▶ _PROBLEM DETAILS_:
Rewrite every line of the records below as a numbered list, one line per item, with blank lines skipped. Leave the pictures out of your answer.

▶ _TASK INPUTS_:
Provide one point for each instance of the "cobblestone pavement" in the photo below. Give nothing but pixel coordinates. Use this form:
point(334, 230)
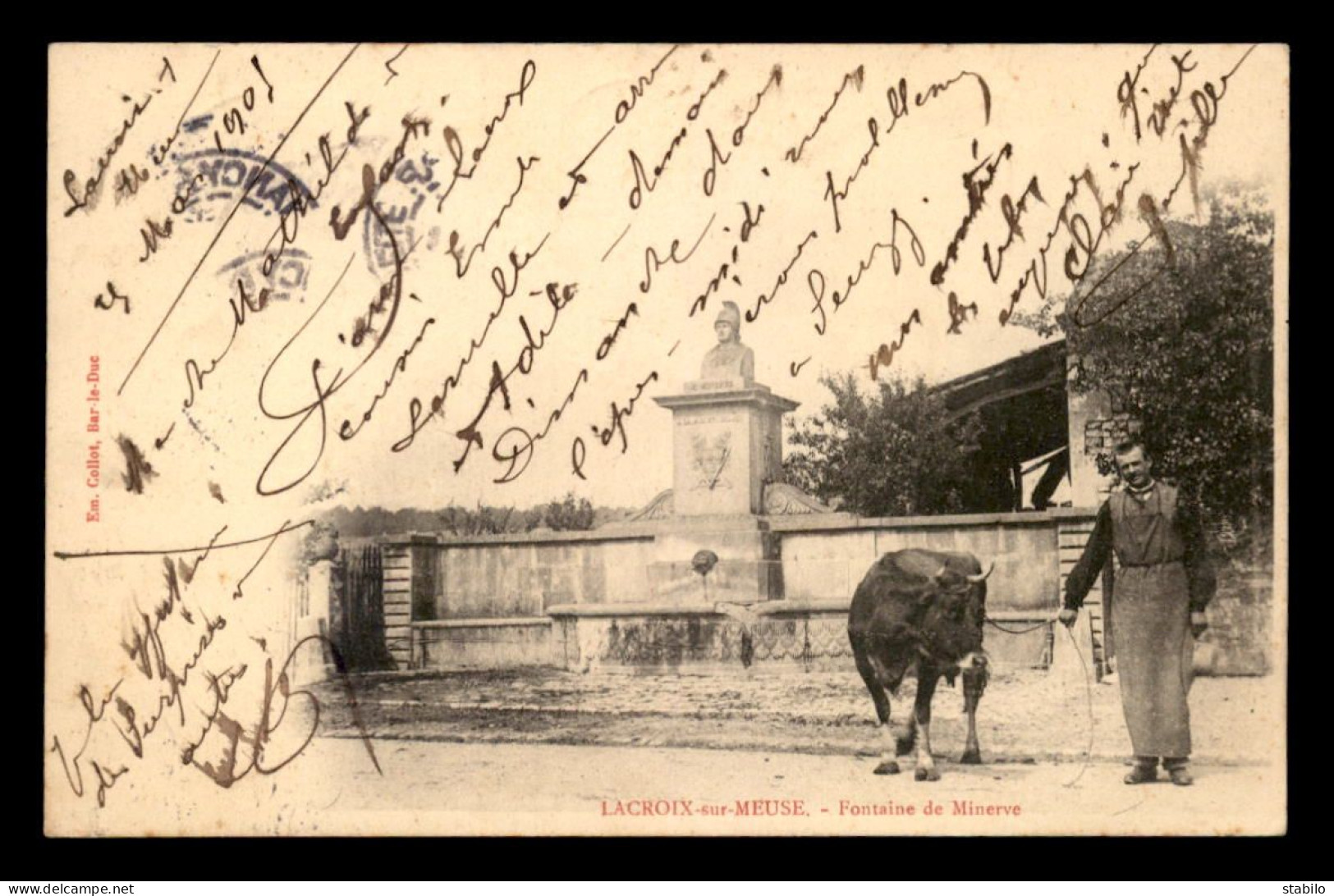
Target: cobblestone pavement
point(1025, 715)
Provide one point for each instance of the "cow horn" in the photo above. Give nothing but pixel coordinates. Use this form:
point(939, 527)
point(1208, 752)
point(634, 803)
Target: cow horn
point(982, 576)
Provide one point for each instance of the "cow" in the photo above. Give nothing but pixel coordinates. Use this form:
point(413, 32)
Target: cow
point(921, 610)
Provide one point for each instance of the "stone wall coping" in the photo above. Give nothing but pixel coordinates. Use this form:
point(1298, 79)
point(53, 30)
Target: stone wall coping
point(523, 537)
point(839, 522)
point(497, 622)
point(644, 531)
point(762, 608)
point(633, 610)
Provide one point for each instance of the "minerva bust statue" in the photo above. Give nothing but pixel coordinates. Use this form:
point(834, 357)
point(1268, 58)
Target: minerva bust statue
point(729, 360)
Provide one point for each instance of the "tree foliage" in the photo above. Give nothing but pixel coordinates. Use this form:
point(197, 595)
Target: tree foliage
point(567, 514)
point(1180, 334)
point(889, 452)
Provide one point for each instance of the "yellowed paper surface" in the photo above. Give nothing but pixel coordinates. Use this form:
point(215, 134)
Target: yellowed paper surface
point(287, 279)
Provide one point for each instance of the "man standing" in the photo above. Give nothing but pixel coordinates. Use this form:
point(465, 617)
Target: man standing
point(1163, 584)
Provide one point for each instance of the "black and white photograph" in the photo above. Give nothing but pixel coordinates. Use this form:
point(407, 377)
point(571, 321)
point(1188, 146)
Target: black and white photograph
point(666, 439)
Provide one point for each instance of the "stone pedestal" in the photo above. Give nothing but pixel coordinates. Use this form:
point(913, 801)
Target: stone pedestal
point(727, 443)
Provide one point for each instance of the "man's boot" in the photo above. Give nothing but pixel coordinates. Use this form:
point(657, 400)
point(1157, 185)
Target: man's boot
point(1144, 771)
point(1180, 771)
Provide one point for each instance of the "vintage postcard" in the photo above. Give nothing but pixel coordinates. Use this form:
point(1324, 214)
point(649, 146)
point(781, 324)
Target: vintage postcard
point(657, 439)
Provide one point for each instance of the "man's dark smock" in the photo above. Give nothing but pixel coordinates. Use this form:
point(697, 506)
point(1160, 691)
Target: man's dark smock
point(1163, 576)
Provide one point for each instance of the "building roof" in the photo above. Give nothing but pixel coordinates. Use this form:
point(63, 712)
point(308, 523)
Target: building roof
point(1037, 371)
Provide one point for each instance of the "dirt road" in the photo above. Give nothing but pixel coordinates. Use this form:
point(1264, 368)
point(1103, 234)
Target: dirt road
point(510, 789)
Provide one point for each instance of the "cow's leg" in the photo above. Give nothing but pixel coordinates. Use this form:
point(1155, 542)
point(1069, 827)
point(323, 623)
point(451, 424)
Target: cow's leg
point(905, 743)
point(869, 671)
point(922, 715)
point(974, 683)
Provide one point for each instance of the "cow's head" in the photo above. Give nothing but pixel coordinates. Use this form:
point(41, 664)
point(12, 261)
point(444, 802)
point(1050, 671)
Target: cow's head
point(956, 606)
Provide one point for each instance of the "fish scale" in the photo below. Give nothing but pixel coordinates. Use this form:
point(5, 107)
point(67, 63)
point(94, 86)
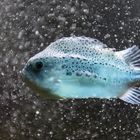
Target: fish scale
point(83, 67)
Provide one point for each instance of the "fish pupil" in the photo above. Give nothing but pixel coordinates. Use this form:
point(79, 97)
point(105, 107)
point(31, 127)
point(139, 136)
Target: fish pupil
point(39, 65)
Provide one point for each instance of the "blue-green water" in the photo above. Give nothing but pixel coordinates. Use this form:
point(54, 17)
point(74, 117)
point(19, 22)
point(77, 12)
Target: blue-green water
point(26, 27)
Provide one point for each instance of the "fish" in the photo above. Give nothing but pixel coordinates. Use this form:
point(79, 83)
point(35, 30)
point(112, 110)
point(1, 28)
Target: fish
point(84, 67)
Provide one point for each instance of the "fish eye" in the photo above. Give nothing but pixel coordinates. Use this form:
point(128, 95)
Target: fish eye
point(38, 65)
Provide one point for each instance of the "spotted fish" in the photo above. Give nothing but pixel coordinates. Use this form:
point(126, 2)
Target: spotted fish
point(83, 67)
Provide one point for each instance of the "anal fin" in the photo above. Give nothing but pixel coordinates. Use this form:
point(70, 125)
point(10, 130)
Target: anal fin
point(132, 96)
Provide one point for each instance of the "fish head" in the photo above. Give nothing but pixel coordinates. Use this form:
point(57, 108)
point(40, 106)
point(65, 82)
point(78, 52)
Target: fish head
point(42, 75)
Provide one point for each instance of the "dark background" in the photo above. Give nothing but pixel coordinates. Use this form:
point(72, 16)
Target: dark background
point(27, 27)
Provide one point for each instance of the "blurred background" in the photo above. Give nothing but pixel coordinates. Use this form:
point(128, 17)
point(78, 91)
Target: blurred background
point(29, 26)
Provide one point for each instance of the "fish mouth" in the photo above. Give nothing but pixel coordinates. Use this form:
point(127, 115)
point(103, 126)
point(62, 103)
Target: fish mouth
point(40, 91)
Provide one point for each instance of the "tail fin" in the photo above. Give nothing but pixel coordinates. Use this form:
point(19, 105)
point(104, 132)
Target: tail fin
point(132, 57)
point(131, 96)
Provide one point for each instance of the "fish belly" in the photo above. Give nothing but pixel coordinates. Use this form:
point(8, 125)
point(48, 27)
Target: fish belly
point(76, 90)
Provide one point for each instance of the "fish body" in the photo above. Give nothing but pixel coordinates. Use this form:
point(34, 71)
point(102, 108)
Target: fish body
point(82, 67)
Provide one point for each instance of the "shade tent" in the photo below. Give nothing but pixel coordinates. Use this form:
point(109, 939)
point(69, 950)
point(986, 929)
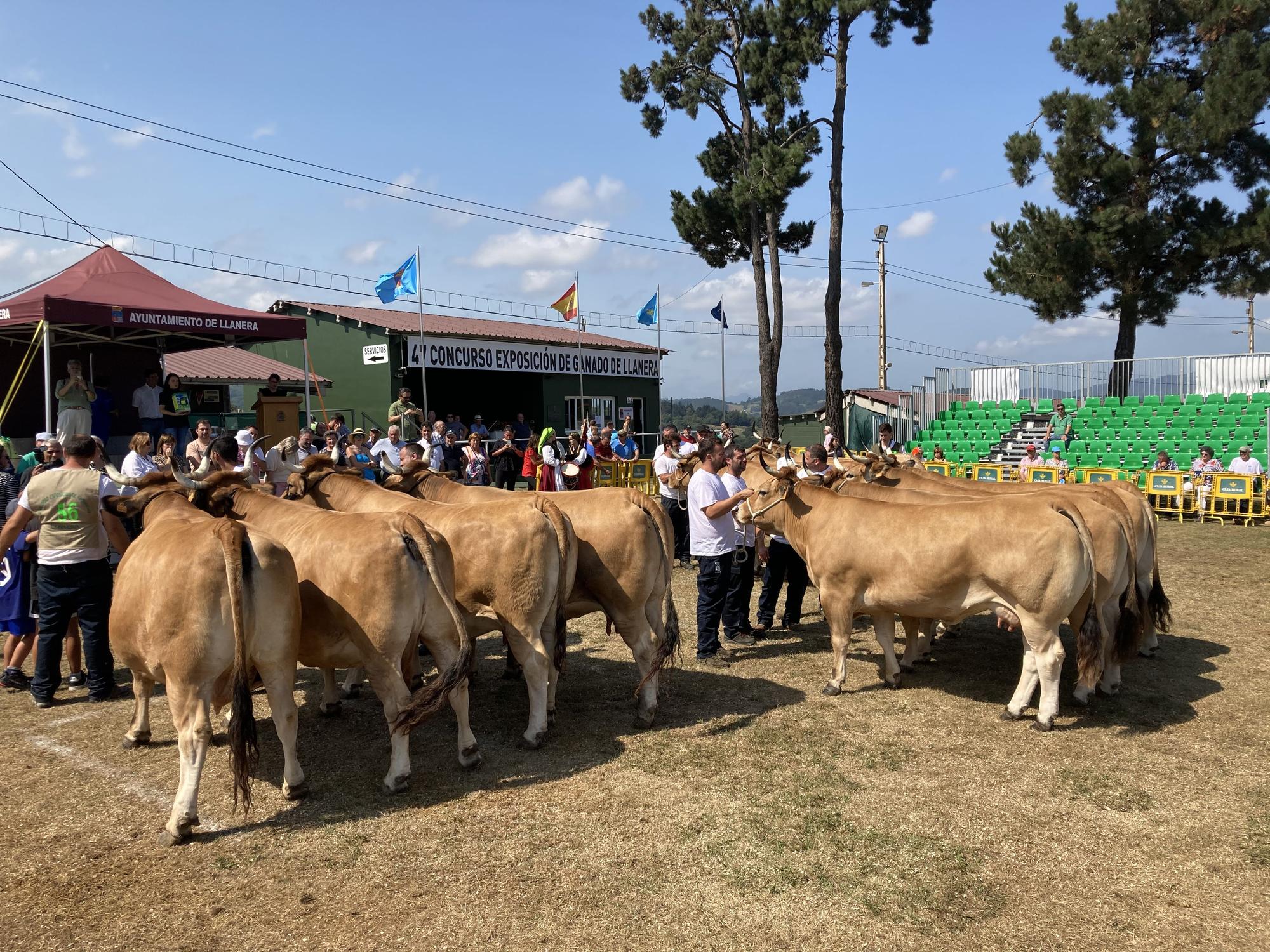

▶ _CORRECT RESPONSE_:
1. Provide one point for each instance of the "cobblestone pavement" in the photo below. Give nothing but pixel coordinates. Use this form:
2. point(334, 230)
3. Target: cobblestone pavement
4. point(1025, 715)
5. Provide one point for each instance of the "cow horn" in the photo above. Give nothing but pixel coordinates. Use this form:
6. point(939, 527)
7. point(1208, 752)
8. point(634, 803)
9. Target: cow horn
10. point(982, 576)
11. Provide one point for each instance of the "cow" in the photo above. Give nothing but pixel coordinates. Use this form:
12. point(413, 32)
13. Target: cow
14. point(921, 610)
15. Provide one point for each instance of the "stone wall coping" in the photo above. Give nothing but pixel coordinates. Use this form:
16. point(1298, 79)
17. point(53, 30)
18. Target: stone wall coping
19. point(523, 537)
20. point(839, 522)
21. point(497, 622)
22. point(644, 531)
23. point(762, 608)
24. point(633, 610)
25. Provide one point for each instance of the "minerva bust statue" in the photo above. Give nothing but pixel coordinates. Use this form:
26. point(834, 357)
27. point(1268, 58)
28. Target: minerva bust statue
29. point(729, 360)
30. Provide one point for each instance of the "tree foliage" in the photo above. Give nothing but pixel coordinates. Use this form:
31. point(197, 595)
32. Target: tree foliage
33. point(567, 514)
34. point(1180, 334)
35. point(889, 452)
36. Provide one point for each instance of the "yellowed paper surface" in the photo above. Give nothing but pixel coordinates. Use this form:
37. point(215, 134)
38. Target: yellowed paper surface
39. point(287, 279)
40. Provide one point for each instance of the "man standing" in the photo above. Give nothing but pixel coordinates. Use this form:
41. point(465, 617)
42. Target: man standing
43. point(1163, 584)
44. Provide one point for each instance of the "black and white photograph" in the photo above. Give nothing but pixel coordinates. Use this form:
45. point(407, 377)
46. point(571, 321)
47. point(1188, 146)
48. Target: black and white photograph
49. point(666, 439)
50. Provide one point for each instance of the "stone pedestal" in the photo above. Give nothing but pixel coordinates. Use this form:
51. point(913, 801)
52. Target: stone pedestal
53. point(727, 443)
54. Provide one point for each instance of the "man's boot" in the photo above. Give nothing but pixel coordinates. Use this form:
55. point(657, 400)
56. point(1157, 185)
57. Target: man's boot
58. point(1144, 771)
59. point(1180, 771)
60. Provide one point for each instance of the "vintage postcard" in the photo above. Give nothing but pixel coordinates. Use this form:
61. point(1324, 214)
62. point(649, 146)
63. point(781, 324)
64. Target: vintage postcard
65. point(657, 439)
66. Provide one point for each instance of the "man's dark smock" in the photo above. Give nothing but pixel coordinates. Use this form:
67. point(697, 506)
68. point(1160, 691)
69. Target: man's dark smock
70. point(1163, 576)
71. Provide one point for each instance of the "building roof" in the photo above. Give nothing but pixel coordinates. Use this form:
72. point(63, 712)
73. point(308, 523)
74. Target: building roof
75. point(1037, 371)
76. Provide one point for each instance of the "dirt road" in the photo above. Give nothing but pixel coordinates. Use this form:
77. point(1264, 368)
78. point(1103, 234)
79. Target: dirt road
80. point(510, 789)
81. Provide one point for each instance of the "cow's leg" in the photo above. Give nothing but pixel coordinates. Use this form:
82. point(1155, 542)
83. point(1069, 827)
84. point(323, 623)
85. point(451, 424)
86. Target: cow's leg
87. point(905, 743)
88. point(869, 671)
89. point(922, 715)
90. point(974, 683)
91. Provide one point for each instance of the "cow's head" in the photo above. Give nothing but pixel coordinates. Use this form:
92. point(41, 664)
93. point(12, 261)
94. point(444, 802)
95. point(1050, 671)
96. Target: cow's head
97. point(956, 606)
98. Provide one point for each instance of the "fish scale" in the photo below. Give nothing but pixel coordinates. Use this form:
99. point(5, 107)
100. point(67, 63)
101. point(94, 86)
102. Target: fish scale
103. point(83, 67)
104. Provide one point for each instance of the "fish pupil" in the photo above. Give nothing but pixel coordinates. Use this form:
105. point(79, 97)
106. point(105, 107)
107. point(31, 127)
108. point(139, 136)
109. Target: fish pupil
110. point(39, 65)
111. Provide one point for each instance of the "blue-green water" in the photo above. Give nothing but pixel coordinates. Use this form:
112. point(54, 17)
113. point(74, 117)
114. point(19, 22)
115. point(77, 12)
116. Target: blue-green water
117. point(26, 27)
118. Provide one point for each instance of the "fish" in the photo above. Give nothing but pixel coordinates. Use this form:
119. point(79, 83)
120. point(35, 30)
121. point(112, 110)
122. point(1, 28)
123. Target: fish
124. point(84, 67)
125. Provide one point for each instance of the "fish eye" in the photo above. Give nothing but pixel coordinates. Use this form:
126. point(128, 95)
127. Target: fish eye
128. point(38, 65)
129. Provide one point for each instance of the "spotted fish" in the photo above. Give nothing but pixel coordinates. Use this form:
130. point(126, 2)
131. Target: spotted fish
132. point(83, 67)
133. Provide one point for each instance of the "anal fin" in the photo above. Give nothing but pixel coordinates. Use this form:
134. point(70, 125)
135. point(10, 130)
136. Target: anal fin
137. point(132, 96)
138. Provide one point for each instance of the "fish head" in the photo above. Give nothing but pixel coordinates. Use this form:
139. point(57, 108)
140. point(40, 106)
141. point(65, 82)
142. point(78, 52)
143. Target: fish head
144. point(42, 75)
145. Provide one point for each instance of the "dark background" in the photo above. Give nothing but pixel coordinates. Use this form:
146. point(72, 16)
147. Target: dark background
148. point(27, 27)
149. Provide one point for each instance of the "blurred background" in the photo above. Give nothing but pixel coordinates. Use this form:
150. point(128, 17)
151. point(78, 91)
152. Target: blurred background
153. point(29, 26)
154. Provide one point for each instance of the "fish mouth" in the photo above. Give nothing but pixel coordinates. Use this form:
155. point(127, 115)
156. point(103, 126)
157. point(62, 103)
158. Target: fish mouth
159. point(40, 91)
160. Provide one point for each instance of the "tail fin" in the photo above. Give nothing but pixel coordinates. Use this form:
161. point(19, 105)
162. point(104, 132)
163. Target: tail fin
164. point(132, 57)
165. point(131, 96)
166. Provide one point for each instance of the "fish belly" in the photo above. Give nothing but pixel coordinates. Use this form:
167. point(8, 125)
168. point(48, 27)
169. Target: fish belly
170. point(76, 90)
171. Provide one point for each instance of the "fish body" in the photo above. Give nothing but pixel coordinates. Use this form:
172. point(34, 71)
173. point(102, 108)
174. Target: fish body
175. point(82, 67)
176. Provide one point for each instance of the "shade tent" in the photo below. Give nothing but pixel coordinates. Use this form:
177. point(109, 939)
178. point(69, 950)
179. point(986, 929)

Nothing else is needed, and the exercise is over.